Given task: Copy out, exactly as given, every line from the line with "Can you find the dense" to the end of the listing, both of those lines included.

Dataset excerpts:
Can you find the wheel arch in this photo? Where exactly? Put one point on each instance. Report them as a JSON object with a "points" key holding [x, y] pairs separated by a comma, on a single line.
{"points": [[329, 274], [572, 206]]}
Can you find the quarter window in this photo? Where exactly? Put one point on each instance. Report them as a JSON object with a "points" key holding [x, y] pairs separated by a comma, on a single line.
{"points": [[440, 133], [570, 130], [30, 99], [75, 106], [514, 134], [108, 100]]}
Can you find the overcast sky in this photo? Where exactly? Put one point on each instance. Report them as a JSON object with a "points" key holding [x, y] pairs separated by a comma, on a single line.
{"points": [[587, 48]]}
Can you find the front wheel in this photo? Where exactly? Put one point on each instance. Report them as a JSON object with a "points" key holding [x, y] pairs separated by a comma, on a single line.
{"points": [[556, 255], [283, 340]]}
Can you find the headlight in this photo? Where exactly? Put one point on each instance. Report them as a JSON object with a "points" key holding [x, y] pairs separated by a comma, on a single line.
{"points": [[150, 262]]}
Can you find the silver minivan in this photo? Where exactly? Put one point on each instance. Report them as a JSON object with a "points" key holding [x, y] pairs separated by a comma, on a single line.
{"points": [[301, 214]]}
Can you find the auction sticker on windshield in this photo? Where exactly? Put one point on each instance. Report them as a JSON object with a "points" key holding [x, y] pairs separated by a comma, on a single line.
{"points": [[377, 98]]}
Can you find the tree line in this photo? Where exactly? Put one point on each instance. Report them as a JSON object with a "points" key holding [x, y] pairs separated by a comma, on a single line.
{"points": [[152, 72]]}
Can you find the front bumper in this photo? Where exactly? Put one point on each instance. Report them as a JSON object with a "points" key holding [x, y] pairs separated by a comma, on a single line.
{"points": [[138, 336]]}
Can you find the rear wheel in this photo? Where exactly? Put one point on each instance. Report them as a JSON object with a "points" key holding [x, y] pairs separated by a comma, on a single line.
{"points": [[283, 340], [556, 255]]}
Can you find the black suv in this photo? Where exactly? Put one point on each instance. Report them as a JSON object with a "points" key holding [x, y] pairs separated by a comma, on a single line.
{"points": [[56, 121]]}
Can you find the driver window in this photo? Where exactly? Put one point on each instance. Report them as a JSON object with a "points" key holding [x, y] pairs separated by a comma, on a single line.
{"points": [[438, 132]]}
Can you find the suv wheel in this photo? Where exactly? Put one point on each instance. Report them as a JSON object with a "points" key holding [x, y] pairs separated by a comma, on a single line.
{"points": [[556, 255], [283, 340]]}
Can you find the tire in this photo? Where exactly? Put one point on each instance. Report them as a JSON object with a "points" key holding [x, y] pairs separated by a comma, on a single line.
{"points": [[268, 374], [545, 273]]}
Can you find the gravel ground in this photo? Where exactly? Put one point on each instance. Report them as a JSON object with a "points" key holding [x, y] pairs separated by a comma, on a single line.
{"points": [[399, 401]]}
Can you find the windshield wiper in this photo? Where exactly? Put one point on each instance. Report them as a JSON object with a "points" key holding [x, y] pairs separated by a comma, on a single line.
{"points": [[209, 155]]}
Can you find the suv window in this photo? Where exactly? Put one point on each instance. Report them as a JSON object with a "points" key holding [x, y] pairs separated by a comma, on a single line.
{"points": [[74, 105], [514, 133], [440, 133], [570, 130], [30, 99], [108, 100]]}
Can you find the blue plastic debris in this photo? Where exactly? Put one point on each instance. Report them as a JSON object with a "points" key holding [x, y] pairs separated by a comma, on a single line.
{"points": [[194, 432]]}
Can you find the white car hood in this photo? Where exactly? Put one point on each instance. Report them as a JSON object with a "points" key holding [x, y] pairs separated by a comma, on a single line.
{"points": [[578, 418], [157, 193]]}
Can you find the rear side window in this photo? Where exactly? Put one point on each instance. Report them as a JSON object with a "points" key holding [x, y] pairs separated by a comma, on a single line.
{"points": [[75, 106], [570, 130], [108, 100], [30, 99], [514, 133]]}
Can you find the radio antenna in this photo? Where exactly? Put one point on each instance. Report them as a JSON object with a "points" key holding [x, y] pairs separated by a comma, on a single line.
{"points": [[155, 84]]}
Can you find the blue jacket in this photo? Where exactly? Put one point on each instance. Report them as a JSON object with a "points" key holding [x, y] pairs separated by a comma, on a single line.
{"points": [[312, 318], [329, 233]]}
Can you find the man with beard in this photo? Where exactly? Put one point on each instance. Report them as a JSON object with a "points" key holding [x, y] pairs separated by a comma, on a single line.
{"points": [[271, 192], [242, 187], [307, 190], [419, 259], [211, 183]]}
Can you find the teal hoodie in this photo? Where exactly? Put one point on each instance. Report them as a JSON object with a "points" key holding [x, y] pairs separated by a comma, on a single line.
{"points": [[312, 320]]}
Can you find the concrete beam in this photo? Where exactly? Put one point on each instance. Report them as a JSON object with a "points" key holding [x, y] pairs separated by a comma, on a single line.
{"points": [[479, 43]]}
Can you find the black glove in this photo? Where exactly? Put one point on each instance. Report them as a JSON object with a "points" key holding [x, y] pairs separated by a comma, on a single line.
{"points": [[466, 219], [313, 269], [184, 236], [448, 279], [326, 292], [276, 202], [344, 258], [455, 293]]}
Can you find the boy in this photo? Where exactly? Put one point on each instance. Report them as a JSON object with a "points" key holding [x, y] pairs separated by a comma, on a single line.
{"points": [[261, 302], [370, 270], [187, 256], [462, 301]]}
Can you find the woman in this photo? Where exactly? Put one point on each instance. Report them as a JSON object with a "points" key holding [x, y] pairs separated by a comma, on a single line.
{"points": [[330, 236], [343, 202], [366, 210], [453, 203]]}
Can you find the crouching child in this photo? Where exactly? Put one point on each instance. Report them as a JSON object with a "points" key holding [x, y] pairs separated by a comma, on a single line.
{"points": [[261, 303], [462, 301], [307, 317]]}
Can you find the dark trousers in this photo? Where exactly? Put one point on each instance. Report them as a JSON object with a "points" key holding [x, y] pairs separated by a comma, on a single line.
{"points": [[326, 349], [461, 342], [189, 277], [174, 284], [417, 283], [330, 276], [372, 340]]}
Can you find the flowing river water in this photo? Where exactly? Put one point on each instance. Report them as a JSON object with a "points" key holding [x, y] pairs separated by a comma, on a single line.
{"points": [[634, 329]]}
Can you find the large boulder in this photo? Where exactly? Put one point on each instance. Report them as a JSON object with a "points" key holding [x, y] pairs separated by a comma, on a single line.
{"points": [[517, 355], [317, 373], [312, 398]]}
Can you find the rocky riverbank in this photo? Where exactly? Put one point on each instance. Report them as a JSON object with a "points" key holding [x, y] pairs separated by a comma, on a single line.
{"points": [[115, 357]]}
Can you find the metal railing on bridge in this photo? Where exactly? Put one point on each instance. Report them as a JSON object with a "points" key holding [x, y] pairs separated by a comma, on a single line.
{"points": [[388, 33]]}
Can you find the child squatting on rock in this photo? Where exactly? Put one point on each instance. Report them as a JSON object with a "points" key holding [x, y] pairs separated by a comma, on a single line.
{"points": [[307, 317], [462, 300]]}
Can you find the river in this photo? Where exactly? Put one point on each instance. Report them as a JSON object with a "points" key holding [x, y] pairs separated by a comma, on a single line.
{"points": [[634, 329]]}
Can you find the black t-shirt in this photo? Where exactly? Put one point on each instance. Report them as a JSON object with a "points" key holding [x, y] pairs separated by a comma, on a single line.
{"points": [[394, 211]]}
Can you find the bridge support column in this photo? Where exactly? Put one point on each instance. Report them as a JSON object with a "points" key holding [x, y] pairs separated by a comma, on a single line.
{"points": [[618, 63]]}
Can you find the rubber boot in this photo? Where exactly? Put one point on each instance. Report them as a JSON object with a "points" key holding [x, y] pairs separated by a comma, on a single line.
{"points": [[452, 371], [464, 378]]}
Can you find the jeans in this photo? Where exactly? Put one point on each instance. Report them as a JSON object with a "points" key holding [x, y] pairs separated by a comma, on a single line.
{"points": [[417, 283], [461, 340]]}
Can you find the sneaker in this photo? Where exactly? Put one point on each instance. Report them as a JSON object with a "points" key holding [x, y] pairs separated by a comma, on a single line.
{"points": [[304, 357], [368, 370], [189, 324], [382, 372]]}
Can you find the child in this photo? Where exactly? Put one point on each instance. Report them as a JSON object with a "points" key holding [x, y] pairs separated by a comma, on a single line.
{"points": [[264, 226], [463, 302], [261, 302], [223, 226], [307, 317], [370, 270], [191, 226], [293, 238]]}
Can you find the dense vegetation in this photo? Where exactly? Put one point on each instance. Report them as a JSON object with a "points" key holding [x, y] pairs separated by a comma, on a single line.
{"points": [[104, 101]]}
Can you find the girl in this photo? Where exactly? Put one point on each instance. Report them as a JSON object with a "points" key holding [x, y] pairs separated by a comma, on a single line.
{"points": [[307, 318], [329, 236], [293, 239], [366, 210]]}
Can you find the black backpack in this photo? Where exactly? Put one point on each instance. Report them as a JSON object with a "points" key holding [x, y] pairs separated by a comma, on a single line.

Result below:
Can you find the dense vegetation in this photo? Where exactly? Put one point on each instance. Report them as a JSON object with a "points" key holding [x, y] pairs separated by a comma, on a single line.
{"points": [[104, 101]]}
Can you find the girl in this photo? Where exactly? Put one point on each instance. Report them as a JSON object with a "points" key holding [x, y] pairs separated by a comma, on a single line.
{"points": [[307, 318], [329, 236], [293, 239], [366, 210]]}
Can you find the black backpack in this photo? Where exactly? Put one point on each instance. Report them as a JSON object with a "points" key holding [x, y] pairs separated by a comma, on a single line.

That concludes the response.